*TEXT FOR ANALYSIS*
%%

Most of all, I will always appreciate Mom’s acceptance of our ups and downs and the momentous life changes in our family. And I am grateful that we had her for so long, from Woodrow Wilson all the way up to the Obama years.

I want to thank all of you who loved her, friends and family alike, especially everyone who invited her out, gave her rides, brought her food, called her, befriended her, listened to her, shared some of your lives with her, or appreciated and enjoyed who she was. Thanks especially to her in-home aide Julia Castillo, who helped Mom through her final weeks on this planet, and to Karen Jeselun, who helped us to find Julia and to convince our very stubborn Mom that she really did need some help — at age 97-3/4!! And a huge thank you to my wonderful sister Sue, whose Herculean efforts over the past year made it possible for Mom to live out her days in her own beloved home.

Mom as an elegant nonagenarian

Finally, I want to leave you with a verse from an old cowboy song. Pop taught it to me when I was a kid starting to learn a few chords on the guitar. My guitar skills never advanced too far and I’m certainly not going to sing it, but here are the words:

From this valley they say you are going.

We will miss your bright eyes and sweet smile,

For they say you are taking the sunshine

That has brightened our pathway a while.

Sometimes I think that verse is about Mom, but her passing has NOT taken away the sunshine. Her bright eyes and sweet smile surround us and continue to brighten our pathway, her spirit an integral part of our being, our DNA, our legacy. And we bask in the light and joy of her well-spent life.

4 thoughts on “For Mom, A Century Later: We Miss Your Bright Eyes and Sweet Smile”

  1. Bill, just finished reading the eulogy for your mom. It was a wonderful tribute filled with vivid memories of what a beautiful person she was. As an old New Yorker, I took the liberty to go and check out her Brooklyn birthplace apartment at 107 Bristol St, (ah, the internet!) . it still looks like a great neighborhood. I wondered if she had gone to P.S. 327 across the street or was that built later? Also interesting, was the possibilty that your great- uncle Israel’s pharmacy a block away could be the forerunner of the Rite Aid pharmacy at the corner of Bristol and Pitkin.

    As usual, thanks again for sharing your family’s history and your interesting professioal assignments.

    Mike

  2. Mike, Thanks for the comment and the research about the old Bristol Street neighborhood. After you wrote me, I checked it out myself on Google Streetview and found the block, but couldn’t pinpoint which house was 107. My sister tells me she’s heard 107 isn’t there anymore. But the other 3-story brownstones are similar to the house where our Mom and her cousins grew up. My Uncle Izzy’s drugstore, however, was not where the Rite-Aid is, but more where the Radio Shack is, on the corner of Bristol Street and Pitkin Avenue. I don’t know where Mom went to grade school, but I suspect PS 327 wasn’t there yet.

  3. Hi, Bill,
    I just read your eulogy to your Mother, and I miss her, miss not having known her. Your words made her life seem so seamless in a way.
    And it has brought memories back and a felt presence of my own Mother this morning.
    Taft, not Wilson, was President when she was born, but she too lived to see Obama’s first term. She died in the summer of 2010, just a few months before reaching 100 years. Like your Mom, in her own bed- but in my sister’s home.
    I have three boxes of her letters and when I wish to have a cup of coffee with her I reach into a box and reading her words brings her into the room.
    Thank you for posting your eulogy; the telling of your parents’, like mine, lifespans somehow brought a sense of coherence and wholeness to the century we were born into and the direction things may take in this one.

%%

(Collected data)
%%

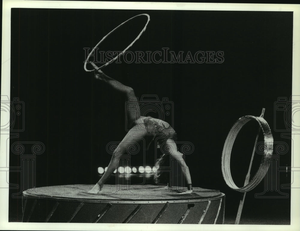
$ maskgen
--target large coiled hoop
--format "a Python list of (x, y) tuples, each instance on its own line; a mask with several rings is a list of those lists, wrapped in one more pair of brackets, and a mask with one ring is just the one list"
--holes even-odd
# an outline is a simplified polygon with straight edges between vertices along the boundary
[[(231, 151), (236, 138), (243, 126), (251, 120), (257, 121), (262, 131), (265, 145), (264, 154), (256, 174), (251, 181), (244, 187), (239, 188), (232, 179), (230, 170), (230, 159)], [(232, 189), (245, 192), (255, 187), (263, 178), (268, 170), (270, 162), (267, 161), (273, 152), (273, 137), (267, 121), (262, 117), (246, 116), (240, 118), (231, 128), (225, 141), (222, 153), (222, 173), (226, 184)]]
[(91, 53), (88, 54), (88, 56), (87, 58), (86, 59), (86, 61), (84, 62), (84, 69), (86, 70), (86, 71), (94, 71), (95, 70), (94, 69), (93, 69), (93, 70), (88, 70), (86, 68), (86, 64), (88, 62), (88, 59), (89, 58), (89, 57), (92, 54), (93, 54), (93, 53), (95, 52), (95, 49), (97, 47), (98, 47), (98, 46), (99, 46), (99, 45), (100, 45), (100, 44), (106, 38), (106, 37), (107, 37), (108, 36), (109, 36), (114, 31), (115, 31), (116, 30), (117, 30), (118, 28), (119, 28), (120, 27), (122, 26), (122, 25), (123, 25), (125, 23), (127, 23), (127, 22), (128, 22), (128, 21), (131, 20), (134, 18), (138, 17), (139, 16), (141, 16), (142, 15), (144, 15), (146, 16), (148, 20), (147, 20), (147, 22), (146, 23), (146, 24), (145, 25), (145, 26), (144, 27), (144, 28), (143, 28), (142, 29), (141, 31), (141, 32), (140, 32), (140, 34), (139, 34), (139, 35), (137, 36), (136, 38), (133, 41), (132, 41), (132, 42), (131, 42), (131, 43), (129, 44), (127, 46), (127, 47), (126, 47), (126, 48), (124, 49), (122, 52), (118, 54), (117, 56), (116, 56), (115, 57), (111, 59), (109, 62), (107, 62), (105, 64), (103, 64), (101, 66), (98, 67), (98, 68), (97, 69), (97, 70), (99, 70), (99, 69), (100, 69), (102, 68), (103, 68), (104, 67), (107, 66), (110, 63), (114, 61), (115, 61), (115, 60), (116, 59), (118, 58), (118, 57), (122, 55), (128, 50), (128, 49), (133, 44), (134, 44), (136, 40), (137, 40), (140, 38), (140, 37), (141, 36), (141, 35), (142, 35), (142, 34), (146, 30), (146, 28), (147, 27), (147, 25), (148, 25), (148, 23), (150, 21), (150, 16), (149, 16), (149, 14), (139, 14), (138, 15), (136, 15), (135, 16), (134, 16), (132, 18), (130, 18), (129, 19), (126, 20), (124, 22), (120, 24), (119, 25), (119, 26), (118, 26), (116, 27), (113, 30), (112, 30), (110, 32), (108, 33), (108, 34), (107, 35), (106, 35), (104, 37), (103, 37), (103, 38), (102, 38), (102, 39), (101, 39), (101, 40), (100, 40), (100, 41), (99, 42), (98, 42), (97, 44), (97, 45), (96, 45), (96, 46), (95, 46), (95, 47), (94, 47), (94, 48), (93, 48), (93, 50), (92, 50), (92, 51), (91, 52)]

%%
%%

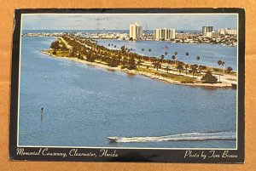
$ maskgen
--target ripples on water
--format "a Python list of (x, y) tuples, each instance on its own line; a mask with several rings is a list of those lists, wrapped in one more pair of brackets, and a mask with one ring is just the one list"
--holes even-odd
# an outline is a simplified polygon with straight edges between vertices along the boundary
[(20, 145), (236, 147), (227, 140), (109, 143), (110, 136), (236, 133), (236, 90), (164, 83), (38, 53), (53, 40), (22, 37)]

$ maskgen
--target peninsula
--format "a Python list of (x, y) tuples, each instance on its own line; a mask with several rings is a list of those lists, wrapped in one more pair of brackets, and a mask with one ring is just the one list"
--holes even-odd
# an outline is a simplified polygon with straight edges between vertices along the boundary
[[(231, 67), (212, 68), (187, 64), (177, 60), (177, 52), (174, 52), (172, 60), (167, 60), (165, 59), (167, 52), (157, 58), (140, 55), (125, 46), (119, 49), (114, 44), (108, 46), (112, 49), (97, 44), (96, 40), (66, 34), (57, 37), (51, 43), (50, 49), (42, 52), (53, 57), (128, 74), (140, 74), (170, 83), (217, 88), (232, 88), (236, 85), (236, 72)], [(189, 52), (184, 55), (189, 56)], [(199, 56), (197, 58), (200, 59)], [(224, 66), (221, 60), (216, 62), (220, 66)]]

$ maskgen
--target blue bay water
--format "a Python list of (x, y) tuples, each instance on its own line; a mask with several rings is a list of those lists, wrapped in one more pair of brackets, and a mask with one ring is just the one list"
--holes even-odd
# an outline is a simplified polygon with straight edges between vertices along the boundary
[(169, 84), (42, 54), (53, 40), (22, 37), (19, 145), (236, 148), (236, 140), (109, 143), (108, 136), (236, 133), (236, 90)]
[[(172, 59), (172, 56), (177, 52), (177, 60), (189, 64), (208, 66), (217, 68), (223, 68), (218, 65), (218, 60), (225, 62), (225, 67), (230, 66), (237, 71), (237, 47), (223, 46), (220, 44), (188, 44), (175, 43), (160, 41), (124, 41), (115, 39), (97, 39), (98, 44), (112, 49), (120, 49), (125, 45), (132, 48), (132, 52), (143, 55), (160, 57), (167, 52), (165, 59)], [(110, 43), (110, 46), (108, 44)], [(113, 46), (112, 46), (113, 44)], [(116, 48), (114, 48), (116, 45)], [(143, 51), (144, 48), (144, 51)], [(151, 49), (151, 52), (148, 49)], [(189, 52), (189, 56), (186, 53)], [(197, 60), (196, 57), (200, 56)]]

%%

*QUESTIONS TO ANSWER*
1/ Using the eulogy, explain why the writer says the cowboy song's verse doesn't fully fit Mom's passing.
2/ Repeat, word for word, the stretch of the eulogy from "We will miss" through "her well-spent life.".

*EXPECTED RESULTS*
1/ The verse says the one who leaves takes the sunshine away, but the writer says Mom's passing has not done that. Her bright eyes and sweet smile still surround the family and brighten their pathway, and her spirit remains part of their being, DNA and legacy.

2/
We will miss your bright eyes and sweet smile,

For they say you are taking the sunshine

That has brightened our pathway a while.

Sometimes I think that verse is about Mom, but her passing has NOT taken away the sunshine. Her bright eyes and sweet smile surround us and continue to brighten our pathway, her spirit an integral part of our being, our DNA, our legacy. And we bask in the light and joy of her well-spent life.